---------- SUPPLIED DATA

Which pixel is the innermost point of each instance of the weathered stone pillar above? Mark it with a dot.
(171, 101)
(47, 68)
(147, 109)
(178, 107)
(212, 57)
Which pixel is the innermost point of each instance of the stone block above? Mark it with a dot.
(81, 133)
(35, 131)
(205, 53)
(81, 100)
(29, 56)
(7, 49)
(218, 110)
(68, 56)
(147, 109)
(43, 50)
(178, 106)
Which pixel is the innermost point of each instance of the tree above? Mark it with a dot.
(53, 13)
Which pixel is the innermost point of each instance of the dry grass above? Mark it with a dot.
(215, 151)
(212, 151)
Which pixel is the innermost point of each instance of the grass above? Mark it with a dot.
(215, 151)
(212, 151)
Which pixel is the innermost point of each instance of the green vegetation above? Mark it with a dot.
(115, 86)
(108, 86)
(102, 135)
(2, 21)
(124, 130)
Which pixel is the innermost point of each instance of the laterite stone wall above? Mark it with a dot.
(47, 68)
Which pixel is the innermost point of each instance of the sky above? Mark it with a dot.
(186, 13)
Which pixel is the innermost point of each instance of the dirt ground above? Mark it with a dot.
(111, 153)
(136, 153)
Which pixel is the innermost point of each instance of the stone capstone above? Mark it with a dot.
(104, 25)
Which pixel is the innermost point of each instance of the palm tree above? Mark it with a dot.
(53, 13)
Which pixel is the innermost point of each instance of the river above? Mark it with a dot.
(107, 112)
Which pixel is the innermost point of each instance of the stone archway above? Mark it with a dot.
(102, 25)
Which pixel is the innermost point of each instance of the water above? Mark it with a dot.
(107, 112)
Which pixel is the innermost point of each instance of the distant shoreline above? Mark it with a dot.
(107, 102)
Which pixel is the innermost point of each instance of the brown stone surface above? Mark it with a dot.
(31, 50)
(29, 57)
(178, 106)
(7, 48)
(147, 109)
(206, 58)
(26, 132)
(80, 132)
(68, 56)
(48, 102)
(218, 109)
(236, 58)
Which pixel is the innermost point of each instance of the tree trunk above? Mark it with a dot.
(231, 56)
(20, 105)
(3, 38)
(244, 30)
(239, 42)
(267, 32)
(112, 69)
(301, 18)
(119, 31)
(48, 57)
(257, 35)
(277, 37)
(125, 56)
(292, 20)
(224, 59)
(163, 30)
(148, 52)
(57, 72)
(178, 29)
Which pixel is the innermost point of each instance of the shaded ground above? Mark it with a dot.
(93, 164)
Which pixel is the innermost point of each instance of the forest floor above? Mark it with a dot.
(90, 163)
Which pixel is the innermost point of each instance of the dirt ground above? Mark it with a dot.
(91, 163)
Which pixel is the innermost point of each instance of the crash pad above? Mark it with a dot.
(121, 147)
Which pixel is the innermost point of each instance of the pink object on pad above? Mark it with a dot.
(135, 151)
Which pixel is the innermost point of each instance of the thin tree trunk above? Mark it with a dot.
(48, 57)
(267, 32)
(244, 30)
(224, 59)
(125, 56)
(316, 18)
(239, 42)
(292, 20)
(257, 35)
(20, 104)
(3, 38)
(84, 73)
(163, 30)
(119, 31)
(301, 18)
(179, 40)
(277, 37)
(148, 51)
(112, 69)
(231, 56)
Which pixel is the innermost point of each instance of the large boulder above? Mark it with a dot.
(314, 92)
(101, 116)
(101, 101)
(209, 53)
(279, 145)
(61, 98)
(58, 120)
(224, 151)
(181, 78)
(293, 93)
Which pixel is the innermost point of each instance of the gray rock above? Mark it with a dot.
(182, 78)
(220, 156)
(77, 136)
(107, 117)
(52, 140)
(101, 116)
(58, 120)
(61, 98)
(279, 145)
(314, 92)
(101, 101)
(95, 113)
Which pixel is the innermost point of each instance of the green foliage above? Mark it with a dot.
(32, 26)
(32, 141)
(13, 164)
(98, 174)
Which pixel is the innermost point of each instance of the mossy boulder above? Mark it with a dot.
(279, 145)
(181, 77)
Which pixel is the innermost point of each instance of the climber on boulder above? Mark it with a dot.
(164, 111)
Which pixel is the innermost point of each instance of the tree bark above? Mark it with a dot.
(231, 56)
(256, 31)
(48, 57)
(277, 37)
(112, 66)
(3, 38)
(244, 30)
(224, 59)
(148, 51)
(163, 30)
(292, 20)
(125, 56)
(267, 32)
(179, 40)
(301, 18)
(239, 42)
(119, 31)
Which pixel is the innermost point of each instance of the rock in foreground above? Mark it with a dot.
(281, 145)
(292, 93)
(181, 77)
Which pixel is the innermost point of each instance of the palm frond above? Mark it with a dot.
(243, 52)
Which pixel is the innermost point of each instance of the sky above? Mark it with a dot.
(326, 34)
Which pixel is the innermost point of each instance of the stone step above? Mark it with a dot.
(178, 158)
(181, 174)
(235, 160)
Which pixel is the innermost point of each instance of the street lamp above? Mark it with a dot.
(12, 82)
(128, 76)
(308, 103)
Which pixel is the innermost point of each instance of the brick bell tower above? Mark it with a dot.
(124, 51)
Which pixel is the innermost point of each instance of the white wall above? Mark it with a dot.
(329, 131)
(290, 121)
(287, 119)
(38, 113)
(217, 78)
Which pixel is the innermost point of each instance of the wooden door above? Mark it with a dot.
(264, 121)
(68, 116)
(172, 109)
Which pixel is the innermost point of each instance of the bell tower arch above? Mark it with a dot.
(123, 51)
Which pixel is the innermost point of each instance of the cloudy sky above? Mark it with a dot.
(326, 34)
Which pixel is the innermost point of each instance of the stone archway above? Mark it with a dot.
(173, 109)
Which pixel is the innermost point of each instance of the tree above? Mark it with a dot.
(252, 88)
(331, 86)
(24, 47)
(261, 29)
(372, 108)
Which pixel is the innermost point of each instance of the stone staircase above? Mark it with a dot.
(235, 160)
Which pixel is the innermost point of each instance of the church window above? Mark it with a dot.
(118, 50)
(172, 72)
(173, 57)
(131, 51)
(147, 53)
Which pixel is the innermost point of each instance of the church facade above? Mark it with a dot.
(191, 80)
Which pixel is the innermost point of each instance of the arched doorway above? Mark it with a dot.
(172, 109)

--------------------

§ WRITTEN INSTRUCTION
Using the data above, print every record exactly as shown.

§ WRITTEN SOLUTION
Which pixel is the innermost point of each instance of the weathered stone pillar above? Mark it with a dot.
(171, 101)
(47, 68)
(147, 109)
(178, 107)
(212, 57)
Which pixel is the innermost point of each instance of the stone block above? Mark it with a dot.
(81, 133)
(35, 131)
(205, 53)
(81, 100)
(29, 56)
(7, 49)
(218, 110)
(68, 56)
(147, 109)
(43, 50)
(178, 106)
Which pixel is the innermost point of each instance of the tree above? Mark it with a dot.
(53, 13)
Which pixel is the innermost point of each instance of the dry grass above? Mark it with a dot.
(215, 151)
(212, 151)
Which pixel is the innermost point of each instance of the grass above? Mark it with a dot.
(215, 151)
(212, 151)
Which pixel is the innermost point of each instance of the green vegetation above? Mark it with a dot.
(115, 86)
(108, 86)
(102, 135)
(2, 21)
(124, 130)
Which pixel is the innermost point of each instance of the laterite stone wall above? Mark it with a dot.
(47, 68)
Which pixel is the innermost point of each instance of the sky above? Mark it with a dot.
(186, 13)
Which pixel is the innermost point of each instance of the dirt ground above? Mark it with a dot.
(111, 153)
(136, 153)
Which pixel is the innermost point of each instance of the stone capstone above? Mark it with a dot.
(104, 25)
Which pixel is the innermost point of each instance of the palm tree above? Mark it with a dot.
(53, 13)
Which pixel is the innermost point of each instance of the river above? Mark it with a dot.
(107, 112)
Which pixel is the innermost point of each instance of the stone archway above? Mark it with a dot.
(102, 25)
Which pixel is the innermost point of each instance of the water above? Mark it with a dot.
(107, 112)
Which pixel is the innermost point of each instance of the distant shoreline above? Mark it with a dot.
(107, 102)
Which pixel is the innermost point of each instance of the brown stone surface above? Mark it with a dot.
(31, 50)
(29, 57)
(178, 106)
(7, 48)
(147, 109)
(206, 58)
(26, 132)
(80, 132)
(68, 56)
(48, 102)
(218, 109)
(236, 58)
Which pixel is the innermost point of each instance of the tree trunk above? Mark it with a dot.
(231, 56)
(20, 105)
(3, 38)
(244, 30)
(239, 42)
(267, 32)
(112, 69)
(301, 18)
(119, 31)
(48, 57)
(257, 35)
(277, 37)
(125, 56)
(292, 20)
(224, 59)
(163, 30)
(148, 52)
(57, 72)
(178, 29)
Which pixel is the innermost point of each instance of the shaded ground above? Mark it with a dot.
(93, 164)
Which pixel is the innermost point of each instance of the forest floor above? Mark it with a dot.
(90, 163)
Which pixel is the innermost point of each instance of the dirt ground above? Mark it with a dot.
(91, 163)
Which pixel is the innermost point of each instance of the crash pad above? Mark it with a dot.
(121, 147)
Which pixel is the innermost point of each instance of the pink object on pad above? Mark it with a dot.
(135, 151)
Which pixel is the innermost point of each instance of the thin tree trunk above? Mark it with a dot.
(48, 57)
(267, 32)
(244, 30)
(224, 59)
(125, 56)
(316, 18)
(239, 42)
(292, 20)
(257, 35)
(20, 104)
(3, 38)
(84, 73)
(163, 30)
(119, 31)
(301, 18)
(179, 40)
(277, 37)
(148, 51)
(112, 69)
(231, 56)
Which pixel is the innermost point of each instance of the large boulder above? Mark it with a dot.
(314, 92)
(101, 116)
(101, 101)
(209, 53)
(279, 145)
(61, 98)
(58, 120)
(224, 151)
(181, 78)
(293, 93)
Which pixel is the innermost point of each instance of the gray rock above? Mark it with a dot.
(182, 78)
(220, 156)
(77, 136)
(107, 117)
(52, 140)
(101, 116)
(58, 120)
(61, 98)
(279, 145)
(314, 92)
(101, 101)
(95, 113)
Which pixel is the innermost point of each instance of the green foliage above? Mark it with a dot.
(32, 26)
(32, 141)
(13, 164)
(98, 174)
Which pixel is the innermost point of each instance of the mossy boulder above? Mark it with a dot.
(279, 145)
(181, 77)
Which pixel is the innermost point of each instance of the climber on boulder above? Mark it with a dot.
(164, 111)
Which pixel is the innermost point of each instance of the tree bark above? Mark it with a dot.
(231, 56)
(256, 31)
(48, 57)
(277, 37)
(112, 66)
(3, 38)
(244, 30)
(224, 59)
(148, 51)
(163, 30)
(292, 20)
(125, 56)
(267, 32)
(179, 40)
(301, 18)
(239, 42)
(119, 31)
Which pixel is the innermost point of each instance of the rock in foreground above? Mark it with a dot.
(281, 145)
(292, 93)
(181, 77)
Which pixel is the innermost point of each instance of the palm frond above? Mark it with a dot.
(243, 52)
Which pixel is the innermost point of each instance of the sky above? Mark it with a dot.
(326, 34)
Which pixel is the innermost point of each instance of the stone step above? Mark it with a dot.
(178, 158)
(181, 174)
(235, 160)
Which pixel is the innermost point of each instance of the street lamp above? Mark it with a dot.
(12, 82)
(128, 76)
(308, 103)
Which pixel is the innermost point of each instance of the brick bell tower above? Mark it with a dot.
(124, 51)
Which pixel is the innermost point of each instance of the white wall above? Mark it with a dot.
(329, 131)
(290, 121)
(287, 119)
(38, 113)
(217, 78)
Which pixel is the innermost point of each instance of the wooden door above? Mark it with a dot.
(264, 121)
(68, 116)
(172, 109)
Which pixel is the innermost point of each instance of the bell tower arch above? Mark it with a dot.
(123, 51)
Which pixel is the innermost point of each instance of the cloudy sky above? Mark it with a dot.
(326, 34)
Which pixel is the innermost point of each instance of the stone archway above? Mark it with a dot.
(173, 109)
Which pixel is the innermost point of each instance of the tree above? Mark it with a dot.
(252, 88)
(331, 86)
(24, 47)
(261, 29)
(372, 108)
Which pixel is the innermost point of each instance of the stone staircase above? Mark it with a dot.
(235, 160)
Which pixel is the innermost point of each instance of the church window above? Mark it with a dot.
(118, 50)
(172, 72)
(173, 57)
(131, 51)
(147, 53)
Which pixel is the innermost point of each instance of the church facade above? Mark it with a dot.
(191, 80)
Which pixel is the innermost point of each instance of the arched doorway above? Mark it with a dot.
(172, 109)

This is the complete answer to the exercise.